[[ Selected excerpt open ]]

What with all the raves and illegal gatherings that occurred nationwide when we had that sunny spell last week, police have now been given the power to break up groups. Can they start with Coldplay?
It was so cold over the Easter weekend. I saw a Scouser with his hands in his own pockets!
Many moons ago, they built a place in Liverpool called Knowsley Safari Park and it was constructed adjacent to a massive council estate. The tenants association took umbrage and vehemently complained, citing the horrendous situation that would ensue, if a lion or a gorilla escaped. The Lord Mayor advised that if this occurred, the lion or gorilla would just have to fend for itself.
Honestly, there are some odd folk hereabouts. Yesterday, I politely asked a bloke outside the local Co-op if I could borrow his mask for a minute or two, as I'd forgotten mine. You should have heard him. I thought we were all in this together!
Treat your face mask exactly like your under garments. 1) Do not touch or adjust in public. 2) Ensure the fit is tight, but comfy. 3) Do not wear anyone elses. 4) Make sure it’s clean. 5) If damp, change it. 6) DON’T go commando!
Barmy Albert went for his second jab and the nurse asked him if he would like to buy a Cup Final ticket! Finally, some progress!

[[ Selected excerpt closed ]]

Tasks to carry out
A – Write out the passage of the jokes starting with "It was so cold" and going on through "in this together!".
B – According to the jokes, what power have police now been given?
C – Translate this sentence from the jokes into Spanish: "Honestly, there are some odd folk hereabouts."

[[ Data provided open ]]

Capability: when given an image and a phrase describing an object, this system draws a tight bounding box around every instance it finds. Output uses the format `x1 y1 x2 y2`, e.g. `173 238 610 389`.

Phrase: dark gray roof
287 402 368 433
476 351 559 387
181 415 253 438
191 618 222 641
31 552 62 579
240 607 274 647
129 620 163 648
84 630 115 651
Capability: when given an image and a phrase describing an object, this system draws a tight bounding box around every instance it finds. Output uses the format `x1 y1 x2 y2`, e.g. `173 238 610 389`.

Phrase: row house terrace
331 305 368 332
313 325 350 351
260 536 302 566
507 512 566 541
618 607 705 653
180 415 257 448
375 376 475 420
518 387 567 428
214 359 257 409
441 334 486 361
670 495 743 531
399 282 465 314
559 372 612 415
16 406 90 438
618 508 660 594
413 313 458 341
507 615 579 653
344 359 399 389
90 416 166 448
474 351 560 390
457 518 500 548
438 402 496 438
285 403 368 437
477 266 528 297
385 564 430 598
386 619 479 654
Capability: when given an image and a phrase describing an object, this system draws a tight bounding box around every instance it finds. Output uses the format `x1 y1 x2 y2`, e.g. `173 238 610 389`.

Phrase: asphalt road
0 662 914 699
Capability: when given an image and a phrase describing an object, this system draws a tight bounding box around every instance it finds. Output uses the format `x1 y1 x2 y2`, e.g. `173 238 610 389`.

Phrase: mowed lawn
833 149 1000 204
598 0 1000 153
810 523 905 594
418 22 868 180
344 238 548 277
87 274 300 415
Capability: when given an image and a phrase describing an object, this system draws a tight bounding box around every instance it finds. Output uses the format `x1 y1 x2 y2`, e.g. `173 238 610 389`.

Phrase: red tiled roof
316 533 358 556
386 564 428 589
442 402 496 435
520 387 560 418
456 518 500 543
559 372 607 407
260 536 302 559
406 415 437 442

[[ Data provided closed ]]

Answers to this exercise
A –
It was so cold over the Easter weekend. I saw a Scouser with his hands in his own pockets!
Many moons ago, they built a place in Liverpool called Knowsley Safari Park and it was constructed adjacent to a massive council estate. The tenants association took umbrage and vehemently complained, citing the horrendous situation that would ensue, if a lion or a gorilla escaped. The Lord Mayor advised that if this occurred, the lion or gorilla would just have to fend for itself.
Honestly, there are some odd folk hereabouts. Yesterday, I politely asked a bloke outside the local Co-op if I could borrow his mask for a minute or two, as I'd forgotten mine. You should have heard him. I thought we were all in this together!

B – The power to break up groups.

C – Sinceramente, hay gente rara por aquí.